(Collected data)
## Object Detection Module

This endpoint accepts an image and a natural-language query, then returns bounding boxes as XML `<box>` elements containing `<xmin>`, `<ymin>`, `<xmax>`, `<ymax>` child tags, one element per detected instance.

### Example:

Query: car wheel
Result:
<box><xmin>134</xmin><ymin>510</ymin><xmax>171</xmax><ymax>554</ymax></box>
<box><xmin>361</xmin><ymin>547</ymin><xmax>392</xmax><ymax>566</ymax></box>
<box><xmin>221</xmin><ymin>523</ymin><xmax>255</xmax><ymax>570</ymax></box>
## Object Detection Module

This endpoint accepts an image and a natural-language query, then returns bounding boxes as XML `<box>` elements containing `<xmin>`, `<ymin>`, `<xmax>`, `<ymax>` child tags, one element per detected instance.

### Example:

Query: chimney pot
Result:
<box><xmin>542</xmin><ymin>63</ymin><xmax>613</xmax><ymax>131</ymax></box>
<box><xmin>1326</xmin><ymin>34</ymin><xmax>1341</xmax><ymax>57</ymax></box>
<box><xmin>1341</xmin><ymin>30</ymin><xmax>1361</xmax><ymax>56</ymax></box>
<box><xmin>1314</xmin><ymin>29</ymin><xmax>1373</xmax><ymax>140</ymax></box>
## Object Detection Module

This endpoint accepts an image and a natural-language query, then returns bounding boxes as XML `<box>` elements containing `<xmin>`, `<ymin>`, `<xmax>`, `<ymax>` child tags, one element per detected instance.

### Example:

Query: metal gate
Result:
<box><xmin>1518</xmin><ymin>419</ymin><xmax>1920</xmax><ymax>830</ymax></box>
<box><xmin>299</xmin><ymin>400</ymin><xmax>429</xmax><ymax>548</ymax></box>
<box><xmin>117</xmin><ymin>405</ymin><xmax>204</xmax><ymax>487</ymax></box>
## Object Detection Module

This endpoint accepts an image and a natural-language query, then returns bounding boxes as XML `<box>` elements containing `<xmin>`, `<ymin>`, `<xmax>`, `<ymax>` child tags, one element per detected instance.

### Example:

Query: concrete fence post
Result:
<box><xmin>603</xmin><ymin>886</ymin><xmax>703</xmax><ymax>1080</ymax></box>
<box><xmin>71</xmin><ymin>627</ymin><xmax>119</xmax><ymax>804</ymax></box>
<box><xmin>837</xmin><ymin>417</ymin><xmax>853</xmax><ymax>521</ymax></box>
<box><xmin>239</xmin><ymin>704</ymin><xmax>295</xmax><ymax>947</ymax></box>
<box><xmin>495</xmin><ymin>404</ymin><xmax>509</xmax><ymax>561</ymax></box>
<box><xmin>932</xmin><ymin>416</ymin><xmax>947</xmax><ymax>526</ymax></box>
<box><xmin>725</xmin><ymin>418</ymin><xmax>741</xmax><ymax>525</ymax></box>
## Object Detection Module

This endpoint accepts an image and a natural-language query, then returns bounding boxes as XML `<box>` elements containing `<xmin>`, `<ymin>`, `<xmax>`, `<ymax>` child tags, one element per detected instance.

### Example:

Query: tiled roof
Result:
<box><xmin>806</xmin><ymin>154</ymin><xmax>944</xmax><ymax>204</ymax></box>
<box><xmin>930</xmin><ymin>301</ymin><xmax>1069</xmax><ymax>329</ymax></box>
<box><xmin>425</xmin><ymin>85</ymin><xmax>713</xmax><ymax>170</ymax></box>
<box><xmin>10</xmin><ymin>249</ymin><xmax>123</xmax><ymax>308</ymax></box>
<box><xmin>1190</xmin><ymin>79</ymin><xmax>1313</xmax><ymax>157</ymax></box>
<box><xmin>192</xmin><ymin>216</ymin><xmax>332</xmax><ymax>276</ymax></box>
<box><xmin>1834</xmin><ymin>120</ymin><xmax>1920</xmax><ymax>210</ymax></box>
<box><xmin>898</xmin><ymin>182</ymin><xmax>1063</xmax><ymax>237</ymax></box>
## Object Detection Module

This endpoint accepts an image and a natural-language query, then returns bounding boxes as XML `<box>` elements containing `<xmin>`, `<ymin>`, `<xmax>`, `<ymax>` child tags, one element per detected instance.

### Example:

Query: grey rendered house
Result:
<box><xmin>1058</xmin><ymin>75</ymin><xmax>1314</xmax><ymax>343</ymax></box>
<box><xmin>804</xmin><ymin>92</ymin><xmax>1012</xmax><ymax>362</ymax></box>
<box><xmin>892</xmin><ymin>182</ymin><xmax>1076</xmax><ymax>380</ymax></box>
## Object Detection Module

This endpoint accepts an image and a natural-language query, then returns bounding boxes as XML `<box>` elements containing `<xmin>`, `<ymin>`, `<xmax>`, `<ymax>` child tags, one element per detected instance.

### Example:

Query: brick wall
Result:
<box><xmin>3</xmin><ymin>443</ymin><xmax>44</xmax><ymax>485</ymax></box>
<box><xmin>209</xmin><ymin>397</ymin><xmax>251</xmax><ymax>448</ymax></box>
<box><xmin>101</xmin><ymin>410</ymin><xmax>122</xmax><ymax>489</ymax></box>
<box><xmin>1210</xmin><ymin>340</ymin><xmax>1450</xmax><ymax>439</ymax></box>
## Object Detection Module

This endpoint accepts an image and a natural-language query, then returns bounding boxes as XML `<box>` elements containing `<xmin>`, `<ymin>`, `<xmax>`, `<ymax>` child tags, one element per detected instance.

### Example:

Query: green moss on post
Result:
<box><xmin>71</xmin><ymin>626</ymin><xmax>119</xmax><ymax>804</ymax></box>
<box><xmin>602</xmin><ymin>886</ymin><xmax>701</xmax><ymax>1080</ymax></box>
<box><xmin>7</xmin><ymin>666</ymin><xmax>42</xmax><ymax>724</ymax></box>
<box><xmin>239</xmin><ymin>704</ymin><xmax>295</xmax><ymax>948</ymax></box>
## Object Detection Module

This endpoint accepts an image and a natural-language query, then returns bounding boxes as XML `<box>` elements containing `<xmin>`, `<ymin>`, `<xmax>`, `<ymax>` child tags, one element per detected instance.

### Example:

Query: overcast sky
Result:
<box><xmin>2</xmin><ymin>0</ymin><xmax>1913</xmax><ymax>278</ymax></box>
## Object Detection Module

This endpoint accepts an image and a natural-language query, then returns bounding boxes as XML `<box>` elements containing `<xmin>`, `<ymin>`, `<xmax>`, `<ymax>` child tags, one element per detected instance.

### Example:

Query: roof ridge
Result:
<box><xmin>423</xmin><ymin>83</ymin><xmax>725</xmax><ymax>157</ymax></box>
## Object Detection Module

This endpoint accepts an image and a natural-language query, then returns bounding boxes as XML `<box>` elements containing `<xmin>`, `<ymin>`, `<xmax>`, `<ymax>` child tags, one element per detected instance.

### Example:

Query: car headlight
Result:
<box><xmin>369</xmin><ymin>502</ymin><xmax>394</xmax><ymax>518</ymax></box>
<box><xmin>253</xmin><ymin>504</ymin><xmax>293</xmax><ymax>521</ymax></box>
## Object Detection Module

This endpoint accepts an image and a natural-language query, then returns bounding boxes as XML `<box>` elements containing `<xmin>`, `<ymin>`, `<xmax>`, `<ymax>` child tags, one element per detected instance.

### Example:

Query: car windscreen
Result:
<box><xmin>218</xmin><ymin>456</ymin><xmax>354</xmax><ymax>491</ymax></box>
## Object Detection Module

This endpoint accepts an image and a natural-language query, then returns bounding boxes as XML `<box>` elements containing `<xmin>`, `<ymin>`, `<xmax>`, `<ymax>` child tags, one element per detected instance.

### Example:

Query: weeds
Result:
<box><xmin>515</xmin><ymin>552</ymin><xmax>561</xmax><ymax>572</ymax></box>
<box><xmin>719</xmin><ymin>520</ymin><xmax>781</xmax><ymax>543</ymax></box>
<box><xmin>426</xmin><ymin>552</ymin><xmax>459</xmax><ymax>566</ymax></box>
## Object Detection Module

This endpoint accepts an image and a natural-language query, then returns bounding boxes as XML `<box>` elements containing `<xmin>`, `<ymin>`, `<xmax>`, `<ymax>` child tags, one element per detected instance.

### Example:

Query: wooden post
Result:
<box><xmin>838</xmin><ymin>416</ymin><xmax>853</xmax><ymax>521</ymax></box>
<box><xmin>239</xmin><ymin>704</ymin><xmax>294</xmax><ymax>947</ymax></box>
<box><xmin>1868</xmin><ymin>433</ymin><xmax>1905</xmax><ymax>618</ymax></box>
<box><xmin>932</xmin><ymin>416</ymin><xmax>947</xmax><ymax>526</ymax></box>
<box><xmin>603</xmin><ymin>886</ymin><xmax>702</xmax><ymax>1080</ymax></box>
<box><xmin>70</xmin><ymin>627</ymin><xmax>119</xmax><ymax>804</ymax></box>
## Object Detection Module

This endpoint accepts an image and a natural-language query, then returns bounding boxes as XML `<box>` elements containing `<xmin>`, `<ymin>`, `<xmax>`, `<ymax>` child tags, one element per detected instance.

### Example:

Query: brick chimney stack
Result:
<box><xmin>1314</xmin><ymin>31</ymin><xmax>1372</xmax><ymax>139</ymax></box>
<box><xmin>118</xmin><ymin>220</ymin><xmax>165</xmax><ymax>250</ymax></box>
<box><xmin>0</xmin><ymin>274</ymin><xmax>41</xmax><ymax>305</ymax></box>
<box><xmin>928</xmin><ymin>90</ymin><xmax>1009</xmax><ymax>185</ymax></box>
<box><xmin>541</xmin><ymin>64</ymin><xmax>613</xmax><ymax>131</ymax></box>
---
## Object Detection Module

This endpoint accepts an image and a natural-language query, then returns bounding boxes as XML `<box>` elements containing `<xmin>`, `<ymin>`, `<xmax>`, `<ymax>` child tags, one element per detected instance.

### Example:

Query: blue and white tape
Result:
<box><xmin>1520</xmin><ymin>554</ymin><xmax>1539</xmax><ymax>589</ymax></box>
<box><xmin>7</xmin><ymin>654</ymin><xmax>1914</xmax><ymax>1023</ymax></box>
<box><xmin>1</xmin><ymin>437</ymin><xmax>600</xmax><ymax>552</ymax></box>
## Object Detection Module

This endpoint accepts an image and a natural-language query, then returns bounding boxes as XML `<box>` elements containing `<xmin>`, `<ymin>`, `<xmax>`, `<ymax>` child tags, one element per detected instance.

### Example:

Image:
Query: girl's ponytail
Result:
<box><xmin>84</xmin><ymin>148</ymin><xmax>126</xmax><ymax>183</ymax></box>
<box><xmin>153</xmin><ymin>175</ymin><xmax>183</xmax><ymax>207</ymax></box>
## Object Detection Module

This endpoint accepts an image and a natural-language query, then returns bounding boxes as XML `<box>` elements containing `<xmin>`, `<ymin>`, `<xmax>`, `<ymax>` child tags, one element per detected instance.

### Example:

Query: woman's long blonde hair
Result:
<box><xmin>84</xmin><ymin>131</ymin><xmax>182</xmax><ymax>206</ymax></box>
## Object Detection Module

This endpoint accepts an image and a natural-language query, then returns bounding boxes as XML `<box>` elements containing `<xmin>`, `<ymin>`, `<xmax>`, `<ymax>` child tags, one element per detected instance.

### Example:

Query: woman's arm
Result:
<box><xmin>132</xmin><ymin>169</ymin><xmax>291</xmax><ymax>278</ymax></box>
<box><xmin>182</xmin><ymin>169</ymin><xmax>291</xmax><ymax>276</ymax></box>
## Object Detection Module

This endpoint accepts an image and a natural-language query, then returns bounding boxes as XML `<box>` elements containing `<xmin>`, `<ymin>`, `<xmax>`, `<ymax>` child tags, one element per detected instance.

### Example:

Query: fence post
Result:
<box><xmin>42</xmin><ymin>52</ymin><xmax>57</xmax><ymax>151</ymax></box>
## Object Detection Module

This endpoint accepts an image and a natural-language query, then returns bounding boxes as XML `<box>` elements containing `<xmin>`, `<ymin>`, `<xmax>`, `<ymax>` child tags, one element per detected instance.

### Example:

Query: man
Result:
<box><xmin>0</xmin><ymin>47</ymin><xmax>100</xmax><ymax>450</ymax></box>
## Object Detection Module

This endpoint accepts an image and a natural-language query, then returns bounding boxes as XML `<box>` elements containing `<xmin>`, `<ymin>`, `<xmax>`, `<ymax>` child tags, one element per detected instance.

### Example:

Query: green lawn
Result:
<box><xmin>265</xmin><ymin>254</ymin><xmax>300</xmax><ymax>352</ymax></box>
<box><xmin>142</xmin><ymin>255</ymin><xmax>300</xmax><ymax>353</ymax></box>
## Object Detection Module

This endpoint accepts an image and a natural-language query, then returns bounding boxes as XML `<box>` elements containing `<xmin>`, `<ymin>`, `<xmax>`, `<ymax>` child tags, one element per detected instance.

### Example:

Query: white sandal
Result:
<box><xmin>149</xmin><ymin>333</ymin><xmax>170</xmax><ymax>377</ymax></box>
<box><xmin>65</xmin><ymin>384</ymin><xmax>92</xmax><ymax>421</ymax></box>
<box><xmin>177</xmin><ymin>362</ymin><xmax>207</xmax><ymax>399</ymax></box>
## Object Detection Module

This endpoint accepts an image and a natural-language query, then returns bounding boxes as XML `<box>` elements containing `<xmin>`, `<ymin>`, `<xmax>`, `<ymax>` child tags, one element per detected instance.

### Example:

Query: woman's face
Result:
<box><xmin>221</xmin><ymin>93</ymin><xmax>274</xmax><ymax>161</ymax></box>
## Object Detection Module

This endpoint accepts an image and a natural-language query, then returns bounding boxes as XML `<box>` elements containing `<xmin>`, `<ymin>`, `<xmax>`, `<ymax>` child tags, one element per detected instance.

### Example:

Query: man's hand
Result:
--
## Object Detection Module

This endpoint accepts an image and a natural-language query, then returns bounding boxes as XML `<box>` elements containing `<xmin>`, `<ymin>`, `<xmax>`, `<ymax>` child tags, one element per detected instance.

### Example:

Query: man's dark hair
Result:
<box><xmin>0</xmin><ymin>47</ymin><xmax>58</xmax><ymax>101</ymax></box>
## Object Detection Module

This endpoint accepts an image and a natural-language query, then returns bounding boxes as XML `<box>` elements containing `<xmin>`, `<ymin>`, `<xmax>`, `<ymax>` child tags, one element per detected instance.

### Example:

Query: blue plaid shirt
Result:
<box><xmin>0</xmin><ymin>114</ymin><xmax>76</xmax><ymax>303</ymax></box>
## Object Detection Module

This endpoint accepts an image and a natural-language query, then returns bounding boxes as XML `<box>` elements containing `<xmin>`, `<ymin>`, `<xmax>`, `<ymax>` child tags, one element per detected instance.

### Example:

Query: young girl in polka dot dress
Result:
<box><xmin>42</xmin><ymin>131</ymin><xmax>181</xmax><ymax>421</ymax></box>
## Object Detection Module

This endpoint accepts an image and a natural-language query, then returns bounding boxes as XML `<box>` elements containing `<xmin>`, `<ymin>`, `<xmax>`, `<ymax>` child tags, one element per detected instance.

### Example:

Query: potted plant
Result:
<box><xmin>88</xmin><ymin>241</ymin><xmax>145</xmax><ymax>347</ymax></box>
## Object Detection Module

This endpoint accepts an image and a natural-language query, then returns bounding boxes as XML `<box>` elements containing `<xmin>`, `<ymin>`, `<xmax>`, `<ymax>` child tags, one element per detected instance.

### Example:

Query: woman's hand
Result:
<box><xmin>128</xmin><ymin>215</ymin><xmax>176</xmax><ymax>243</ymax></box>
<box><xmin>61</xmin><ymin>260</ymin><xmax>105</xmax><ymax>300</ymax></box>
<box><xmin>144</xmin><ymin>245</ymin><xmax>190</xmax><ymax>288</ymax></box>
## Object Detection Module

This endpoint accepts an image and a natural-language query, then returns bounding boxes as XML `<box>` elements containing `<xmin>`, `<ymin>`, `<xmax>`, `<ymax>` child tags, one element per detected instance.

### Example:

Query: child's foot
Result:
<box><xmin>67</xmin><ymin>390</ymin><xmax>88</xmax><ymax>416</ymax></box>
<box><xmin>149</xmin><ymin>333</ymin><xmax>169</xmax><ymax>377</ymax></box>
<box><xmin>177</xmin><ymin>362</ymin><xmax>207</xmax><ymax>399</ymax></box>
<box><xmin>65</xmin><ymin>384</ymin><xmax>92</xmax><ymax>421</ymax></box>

• INSTRUCTIONS TO FOLLOW: Output the number of lines above holding the word "brick", and nothing besides it.

• RESPONSE BOX: 2